## Brano scelto
* * *

29. Lavorare e "commerciare" nella rete:
alcune cautele

 

  Quei sintomi di disagio di cui abbiamo parlato all’inizio riguardano soprattutto l’uso "commerciale" della rete. L’offerta di informazione sulla rete cresce, si moltiplica, si complica; si affollano anche le offerte di prodotti e di servizi. Ma non si capisce quale sia la "domanda"; c’è una sproporzione crescente fra l’abbondanza delle cose disponibili e la possibilità di trovarle. È inevitabile che ne nasca una fase di delusione e di ripensamento.

I problemi non nascono dalla tecnologia, ma dal modo in cui è usata. La tecnica della Web è seria e solida, apre molte possibilità (per esempio con i link) e rende più facile l’esplorazione. Fare un "ipertesto" con HTML è relativamente facile; quasi altrettanto facile procurarsi uno spazio per la propria "vetrina".

Molto meno facile è sapere che cosa metterci, o usare la Web (come qualsiasi altro strumento) in modo veramente utile e interessante.

C’è una fase di perplessità. L’offerta è così vasta da essere inesplorabile. I "navigatori" si perdono in un mare confuso. Chi offre un ormeggio spesso non lo sa gestire; dopo un entusiasmo iniziale non lo segue, non lo aggiorna né lo arricchisce. Succede di attraccare a banchine in disuso, dove non c’è più nessuno: impianti abbandonati, vecchi cartelli "lavori in corso".

Quante persone entrate con entusiasmo a esplorare si trovano soffocate di materiale? O rinunciano, o devono imparare a ridurre il volume, che è diventato ingestibile, e scegliere.

* * *

## Materiale di lavoro

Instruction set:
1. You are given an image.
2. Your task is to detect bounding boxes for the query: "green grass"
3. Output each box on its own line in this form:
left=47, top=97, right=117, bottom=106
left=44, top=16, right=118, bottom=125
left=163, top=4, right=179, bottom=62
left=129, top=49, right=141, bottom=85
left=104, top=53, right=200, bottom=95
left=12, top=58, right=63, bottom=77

* * *

## Attività da svolgere
**a.** Nel brano sull'uso commerciale della rete, indica i verbi con cui viene descritta l'offerta di informazione sulla rete.
**b.** Riproduci senza modifiche ogni riga dell'elenco, dalla prima all'ultima.
Il brano e l'elenco sono materiali indipendenti l'uno dall'altro.

## Risposte
**a.** cresce, si moltiplica, si complica

**b.**
Instruction set:
1. You are given an image.
2. Your task is to detect bounding boxes for the query: "green grass"
3. Output each box on its own line in this form:
left=47, top=97, right=117, bottom=106
left=44, top=16, right=118, bottom=125
left=163, top=4, right=179, bottom=62
left=129, top=49, right=141, bottom=85
left=104, top=53, right=200, bottom=95
left=12, top=58, right=63, bottom=77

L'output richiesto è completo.